§ EXERCISE MATERIALS:
+-------+
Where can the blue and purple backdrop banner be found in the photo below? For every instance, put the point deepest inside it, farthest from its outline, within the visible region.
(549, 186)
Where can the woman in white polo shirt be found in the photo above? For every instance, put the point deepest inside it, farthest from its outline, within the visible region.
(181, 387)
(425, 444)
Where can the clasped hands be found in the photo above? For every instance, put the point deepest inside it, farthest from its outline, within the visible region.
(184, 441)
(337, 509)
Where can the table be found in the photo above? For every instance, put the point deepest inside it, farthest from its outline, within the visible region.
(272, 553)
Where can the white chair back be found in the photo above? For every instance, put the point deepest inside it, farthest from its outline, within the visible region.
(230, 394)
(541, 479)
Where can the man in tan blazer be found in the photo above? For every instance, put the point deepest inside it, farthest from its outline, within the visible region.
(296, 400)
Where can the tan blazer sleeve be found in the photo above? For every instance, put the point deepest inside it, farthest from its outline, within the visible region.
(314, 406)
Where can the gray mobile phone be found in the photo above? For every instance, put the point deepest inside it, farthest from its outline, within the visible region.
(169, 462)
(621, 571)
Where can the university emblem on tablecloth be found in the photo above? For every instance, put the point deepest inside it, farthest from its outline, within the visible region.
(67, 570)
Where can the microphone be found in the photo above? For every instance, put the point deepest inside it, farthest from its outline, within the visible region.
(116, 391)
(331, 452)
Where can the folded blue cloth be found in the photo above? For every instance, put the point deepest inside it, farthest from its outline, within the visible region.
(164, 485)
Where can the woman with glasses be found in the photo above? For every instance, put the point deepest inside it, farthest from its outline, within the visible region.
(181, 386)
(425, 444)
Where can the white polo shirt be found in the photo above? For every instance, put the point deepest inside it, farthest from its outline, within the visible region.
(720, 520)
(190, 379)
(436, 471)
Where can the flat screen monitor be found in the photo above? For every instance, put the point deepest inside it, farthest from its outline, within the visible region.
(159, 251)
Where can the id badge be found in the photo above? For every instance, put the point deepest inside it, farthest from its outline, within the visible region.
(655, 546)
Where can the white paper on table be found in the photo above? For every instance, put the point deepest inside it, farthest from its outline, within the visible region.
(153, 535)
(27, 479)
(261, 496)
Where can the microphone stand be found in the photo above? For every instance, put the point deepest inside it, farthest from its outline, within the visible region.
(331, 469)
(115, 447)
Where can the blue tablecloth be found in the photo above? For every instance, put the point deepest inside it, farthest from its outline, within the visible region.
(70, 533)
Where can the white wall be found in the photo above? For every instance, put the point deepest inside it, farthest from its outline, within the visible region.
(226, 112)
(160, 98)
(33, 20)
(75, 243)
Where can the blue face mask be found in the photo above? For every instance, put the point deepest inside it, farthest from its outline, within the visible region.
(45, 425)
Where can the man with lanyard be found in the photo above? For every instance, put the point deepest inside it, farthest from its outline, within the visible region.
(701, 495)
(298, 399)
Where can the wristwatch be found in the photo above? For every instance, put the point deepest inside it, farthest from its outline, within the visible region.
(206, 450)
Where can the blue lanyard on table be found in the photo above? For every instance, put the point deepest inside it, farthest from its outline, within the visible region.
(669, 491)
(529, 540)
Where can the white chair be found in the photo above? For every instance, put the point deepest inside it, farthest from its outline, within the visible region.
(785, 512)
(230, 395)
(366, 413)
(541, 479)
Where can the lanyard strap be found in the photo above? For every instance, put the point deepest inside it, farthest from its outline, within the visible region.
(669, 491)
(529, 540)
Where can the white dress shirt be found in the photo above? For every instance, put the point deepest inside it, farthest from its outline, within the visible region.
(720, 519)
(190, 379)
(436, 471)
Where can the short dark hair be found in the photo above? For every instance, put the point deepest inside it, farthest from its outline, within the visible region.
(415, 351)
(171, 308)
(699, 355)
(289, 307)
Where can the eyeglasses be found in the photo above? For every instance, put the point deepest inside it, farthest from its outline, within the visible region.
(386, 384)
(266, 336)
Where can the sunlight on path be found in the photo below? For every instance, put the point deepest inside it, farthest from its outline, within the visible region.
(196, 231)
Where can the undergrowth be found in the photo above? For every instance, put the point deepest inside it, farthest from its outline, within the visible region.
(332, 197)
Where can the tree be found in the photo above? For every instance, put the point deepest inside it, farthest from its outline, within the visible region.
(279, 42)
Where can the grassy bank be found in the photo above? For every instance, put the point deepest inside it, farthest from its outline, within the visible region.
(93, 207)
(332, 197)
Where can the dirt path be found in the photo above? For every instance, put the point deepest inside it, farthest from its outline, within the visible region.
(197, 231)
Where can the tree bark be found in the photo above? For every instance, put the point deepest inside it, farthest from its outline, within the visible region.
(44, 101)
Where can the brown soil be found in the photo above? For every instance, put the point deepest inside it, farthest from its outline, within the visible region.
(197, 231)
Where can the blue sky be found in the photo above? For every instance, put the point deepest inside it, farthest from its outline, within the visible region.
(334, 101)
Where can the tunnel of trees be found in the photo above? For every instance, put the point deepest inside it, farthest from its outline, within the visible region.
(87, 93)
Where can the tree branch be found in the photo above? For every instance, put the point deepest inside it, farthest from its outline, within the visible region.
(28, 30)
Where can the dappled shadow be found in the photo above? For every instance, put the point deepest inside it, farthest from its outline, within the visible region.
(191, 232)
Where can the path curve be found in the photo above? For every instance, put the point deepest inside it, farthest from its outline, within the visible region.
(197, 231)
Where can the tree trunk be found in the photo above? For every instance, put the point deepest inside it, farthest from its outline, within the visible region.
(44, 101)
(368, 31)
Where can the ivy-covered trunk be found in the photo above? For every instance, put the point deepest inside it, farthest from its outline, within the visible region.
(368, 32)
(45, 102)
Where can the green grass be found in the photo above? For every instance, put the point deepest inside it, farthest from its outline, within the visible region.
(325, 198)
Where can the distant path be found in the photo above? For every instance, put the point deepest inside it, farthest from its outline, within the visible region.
+-------+
§ YOUR TASK:
In full and without error, retype the entries above.

§ SOLUTION FOR THIS TASK:
Where can the blue and purple backdrop banner be found in the photo below? For every instance, put the point deepest inside it, farthest from its outline, within the visible region.
(549, 186)
Where can the woman in white polo shirt be found in the photo above? For every instance, put the point deepest inside it, farthest from its outline, within the visible region.
(181, 387)
(425, 444)
Where can the clasped hands be found in the photo above? For every instance, put the point deepest inside it, farthest from its outline, within the visible region.
(184, 441)
(337, 509)
Where can the table be found in the photo above? For every instance, put the point deepest inside it, farthest from its outline, within the visible region.
(272, 553)
Where can the white chair back be found in the photo above? For every instance, put the point deepest inside it, farthest from its outline, within the visible region.
(230, 394)
(541, 479)
Where can the man in tan blazer be found in the photo above? For every instance, put the point deepest inside it, farthest from its outline, within the visible region.
(296, 400)
Where can the tan blazer sleeve be found in the photo above? For every instance, put the point deepest inside it, farthest from its outline, within the visible region.
(314, 406)
Where can the gray mobile phone be found in the photo above? For every instance, put the point deepest inside it, farthest from its outline, within the visible region.
(169, 462)
(621, 571)
Where can the university emblem on tablecloth be found in the photo above? For every instance, put the point deepest inside it, farthest from its outline, within the visible region.
(67, 570)
Where can the microphone be found in the photo above? For every instance, put the point deepest inside it, farthest from its outline, within the visible region.
(116, 391)
(331, 452)
Where can the folded blue cloth be found in the photo above? For every instance, put the point deepest inside it, farthest from its outline, within the visible region.
(164, 485)
Where can the woman with glasses be found in the photo above? For every instance, put the point deepest inside it, farthest from its outline, within the visible region.
(181, 386)
(425, 444)
Where can the white polo shirt be found in the photo above? For every instance, put the point deepest inside it, farthest from its outline, within the visible region.
(720, 520)
(190, 379)
(436, 471)
Where can the flat screen monitor be found in the photo above? For every instance, put the point deepest inside it, farthest from its outline, within the visible region.
(159, 251)
Where can the id badge be found in the photo above? For every instance, put the point deepest inside it, farthest from its outline, within the visible region.
(655, 546)
Where can the white paper on table be found in the photo above? For every instance, put the point deepest inside it, farthest from its outline, within the visible region.
(153, 535)
(27, 479)
(261, 496)
Where can the microphone stand be found in the photo above? For every instance, put the point deepest inside it, farthest from its outline, within the visible region.
(331, 469)
(115, 447)
Where can the blue tablecloth be found in the photo above? For every instance, put the point deepest inside it, farthest from its outline, within the visible region.
(70, 533)
Where can the white wall be found in the photo above? For every instance, put the point deepest inside it, farthest from its outline, within the visible region.
(226, 112)
(160, 98)
(33, 20)
(75, 243)
Where can the blue face mask be found in the photo above? For every instance, put the point deepest inside it, farthest from its outline, within the visible region.
(45, 425)
Where can the man with lanyard be found in the photo above? For every instance, put the point deepest inside it, farthest from its outline, within the visible region.
(701, 495)
(298, 399)
Where can the wristwatch be found in the photo above? For every instance, put the point deepest inside it, farthest from its outline, within the visible region.
(206, 450)
Where can the blue lanyard on table be found in the photo above? For every instance, put the point deepest inside it, farthest from its outline, within the visible region.
(669, 491)
(529, 540)
Where can the white chair be found in the photo above? For every instance, put the point deepest inside it, farthest from its outline, within the visible region.
(785, 512)
(230, 395)
(366, 413)
(541, 479)
Where can the lanyard strap be found in the photo above? For every instance, put the point deepest inside it, farthest from its outline, within the visible region.
(669, 491)
(529, 540)
Where can the white dress shirt be found in the photo above? For every instance, put the point deepest inside it, farthest from its outline, within the visible region.
(720, 519)
(190, 379)
(436, 471)
Where can the short dark hair be found in the photo above? For every instance, put the point deepest inside it, farthest from its outline, within the visible region.
(415, 351)
(171, 308)
(699, 355)
(289, 307)
Where can the eyeglasses be found in the photo above? For every instance, put the point deepest inside it, farthest from its outline, within the visible region.
(386, 384)
(266, 336)
Where can the sunlight on path be found in the photo below? For every instance, put the point deepest inside it, farthest from its outline, within the visible region.
(196, 231)
Where can the undergrowth be found in the photo above? For every instance, put the point deepest inside it, farthest from its outline, within the visible region.
(332, 197)
Where can the tree be found in the photo above? For every instance, put the point deepest inside it, farthest from its outline, within the visible region.
(279, 42)
Where can the grassy bank be found in the photo above? For every instance, put the point deepest inside it, farthest from its outline, within the visible region.
(93, 207)
(332, 197)
Where can the dirt path be found in the photo above? For every instance, put the point deepest inside it, farthest from its outline, within the visible region.
(197, 231)
Where can the tree bark be found in the photo above? For every instance, put the point deepest inside it, farthest from its outline, within the visible region.
(44, 101)
Where can the brown soil be found in the photo above? For every instance, put the point deepest inside it, farthest from its outline, within the visible region.
(197, 231)
Where can the blue sky be found in the photo above? For every instance, put the point deepest inside it, farthest from its outline, within the visible region.
(334, 101)
Where can the tunnel of trees be found in the photo above? For every instance, put the point deepest inside it, farthest from its outline, within the visible region.
(87, 93)
Where can the tree branch be found in the photo above? For every instance, put the point deepest inside it, farthest from its outline, within the visible region.
(28, 30)
Where can the dappled shadow be found in the photo above? For every instance, put the point deepest inside it, farthest from its outline, within the visible region.
(191, 232)
Where can the path curve be found in the photo above? For every instance, put the point deepest inside it, farthest from its outline, within the visible region.
(197, 231)
Where can the tree trunk be found in the photo above? For every instance, put the point deepest inside it, farthest from its outline, within the visible region.
(44, 101)
(368, 31)
Where can the ivy-covered trunk be found in the photo above? For every instance, put the point deepest inside it, farthest from its outline, within the visible region.
(368, 32)
(45, 102)
Where can the green grass be found in the photo above? For every instance, put the point deepest inside it, farthest from its outline, within the visible region.
(325, 198)
Where can the distant path be found in the photo above? For every instance, put the point deepest inside it, farthest from its outline, within the visible region.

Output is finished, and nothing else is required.